-- begin PAGE EXCERPT --
Jason Miyares, Crime Fighter v Soft-On-Crime Jay Jones
Polls are all over the place this year in Virginia. But the fact that Jay Jones is within 20 points of Attorney General Jason Miyares is not just a scandal, it’s a sign that bitter partisans in the Democrat party care more about a D after a name than public safety.
For his entire legal career Jason Miyares has been fighting criminals. His opponent has a soft spot for them.
That’s frightening.
Jones has a record of voting against the police and in favor of criminals when he was in the House of Delegates.
According to Del. Carrie Coyner, Jones once told her he was fine with a few cops dying in the line of duty if it would persuade others to practice restraint when dealing with criminals.
According to Virginia Scope:
“Coyner said… we had a pretty heated conversation about public policy and pain involving qualified immunity. I served on the Courts Committee for a short period of time. A bill to remove qualified immunity for police officers, which protects police officers from personal liability in their line of duty and their line of work, and he believed that they should not have qualified immunity, and he was trying to convince me to agree with that, and I said, ‘No, police officers have to make a split second decision about whether or not to shoot a gun to protect themselves or protect others. And if they’re having to think about, will this strip my whole family of everything … are they going to be able to make that split-second decision?’ And I said, ‘I believe that people will get killed. Police officers will get killed.’ And he said, ‘Well, maybe if a few of them died, that they would move on, not shooting people, not killing people.’ And I said, ‘that’s insane.’
So cops ought to take a few bullets to teach them a lesson? Is that what Virginia wants in its top prosecutor?
-- end PAGE EXCERPT --
-- begin SUPPLIED INFORMATION --
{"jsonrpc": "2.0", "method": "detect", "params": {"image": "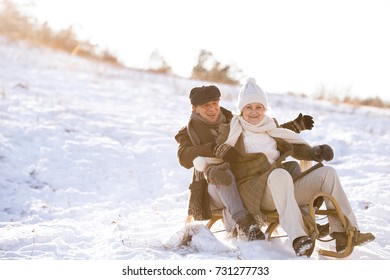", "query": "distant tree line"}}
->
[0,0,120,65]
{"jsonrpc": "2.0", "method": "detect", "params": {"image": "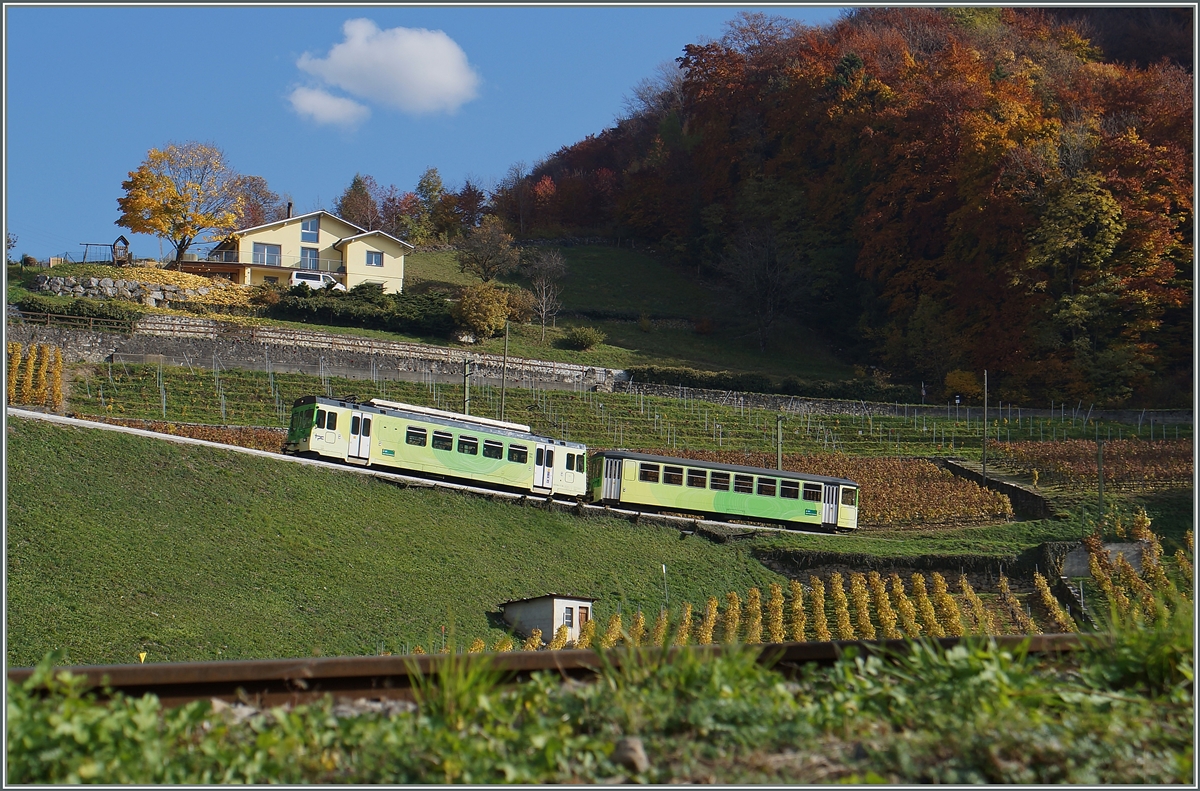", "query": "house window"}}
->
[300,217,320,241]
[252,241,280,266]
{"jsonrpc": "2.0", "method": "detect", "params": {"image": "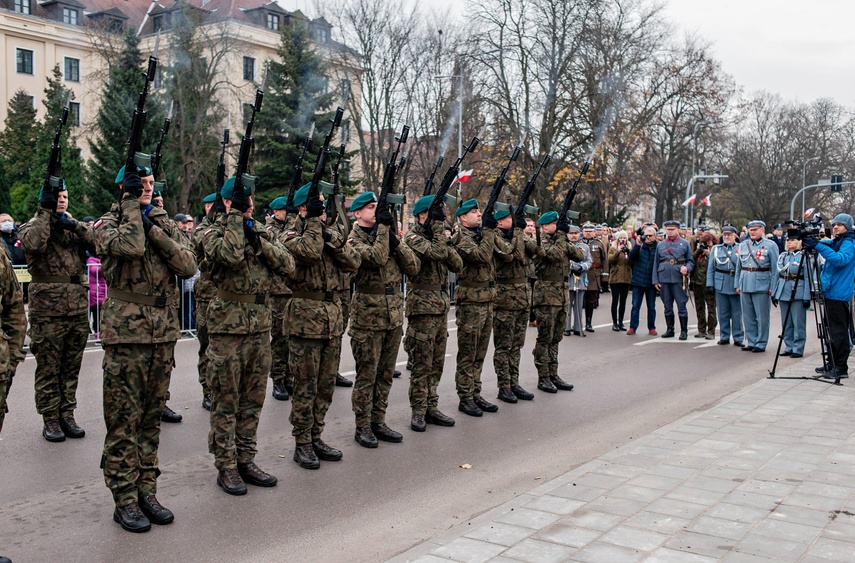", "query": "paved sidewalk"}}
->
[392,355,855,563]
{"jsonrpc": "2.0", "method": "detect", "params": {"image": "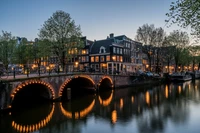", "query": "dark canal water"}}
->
-- end SUPPLIED INFORMATION --
WRITTEN TASK 1:
Answer these about the attorney general race piece:
(a) Who holds the office of Attorney General?
(b) In which body was Jay Jones serving when he cast the votes described?
(c) On which committee did Carrie Coyner say she served for a short period?
WRITTEN TASK 2:
Reproduce the attorney general race piece word for word, everything from "That’s frightening." down to "dealing with criminals.".
The listing has no role in anything asked here.

COMPLETE OUTPUT 1:
(a) Jason Miyares
(b) The House of Delegates
(c) The Courts Committee

COMPLETE OUTPUT 2:
That’s frightening.
Jones has a record of voting against the police and in favor of criminals when he was in the House of Delegates.
According to Del. Carrie Coyner, Jones once told her he was fine with a few cops dying in the line of duty if it would persuade others to practice restraint when dealing with criminals.